◆ **Input data**
-- Opening Marker --
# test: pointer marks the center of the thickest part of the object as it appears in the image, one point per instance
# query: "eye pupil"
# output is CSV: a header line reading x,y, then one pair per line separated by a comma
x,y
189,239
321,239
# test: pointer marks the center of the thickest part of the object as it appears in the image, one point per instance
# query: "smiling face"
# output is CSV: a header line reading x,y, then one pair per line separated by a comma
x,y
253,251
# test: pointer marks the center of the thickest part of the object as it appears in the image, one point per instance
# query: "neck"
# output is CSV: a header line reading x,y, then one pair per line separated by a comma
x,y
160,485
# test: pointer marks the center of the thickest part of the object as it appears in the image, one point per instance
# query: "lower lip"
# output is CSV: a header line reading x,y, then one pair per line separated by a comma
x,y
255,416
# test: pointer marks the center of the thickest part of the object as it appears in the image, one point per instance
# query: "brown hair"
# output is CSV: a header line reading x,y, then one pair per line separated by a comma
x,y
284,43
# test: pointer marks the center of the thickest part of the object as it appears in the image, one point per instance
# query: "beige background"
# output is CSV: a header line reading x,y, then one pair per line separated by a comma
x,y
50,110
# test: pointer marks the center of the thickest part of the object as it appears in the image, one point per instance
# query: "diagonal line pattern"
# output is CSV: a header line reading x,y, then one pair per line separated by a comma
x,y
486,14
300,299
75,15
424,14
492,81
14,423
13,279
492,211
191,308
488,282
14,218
-- Closing Marker --
◆ **Task instructions**
Output the full set of entries exactly as they were given.

◆ **Task answer**
# test: pointer marks the center of the thickest part of the object as it appears in the image, one point per instance
# query: "eye pupil"
# output is CSV: a header line reading x,y, then one pair per line separated by a comma
x,y
189,239
321,239
# test: pointer marks the center of the thickest part of the object as it appears in the image, one point per instance
# query: "smiling face"
# output is CSV: a header line reading x,y, then one pair per line separated by a comma
x,y
253,251
# test: pointer marks the center of the thickest part of the object as it appears in the image, one point per instance
# query: "neck"
# output is CSV: a header line reading x,y, then one pair per line separated by a comma
x,y
160,485
# test: pointer marks the center of the thickest part of the object as it appears in the image, one point per instance
# query: "lower lip"
# output is CSV: a header line reading x,y, then one pair per line separated by a comma
x,y
255,416
# test: pointer marks the center of the thickest part of the object as it appears in the image, one point per instance
# query: "brown hair"
# output is CSV: a header line reading x,y, then one pair per line separated by a comma
x,y
284,43
# test: pointer marks the center of the thickest part of the object as it appears in the image, one point per instance
# query: "beige background"
# output is CSV: a header line reading x,y, then one pair per line separated by a comma
x,y
50,110
# test: pointer marks the center of the thickest part of the object as it appears in the image, one point per instance
# query: "diagonal line pattern"
# output is CSV: a header line reading x,y, then one pair per line separated by a comma
x,y
486,14
300,299
75,15
424,14
492,81
14,423
13,279
492,211
191,308
488,282
14,218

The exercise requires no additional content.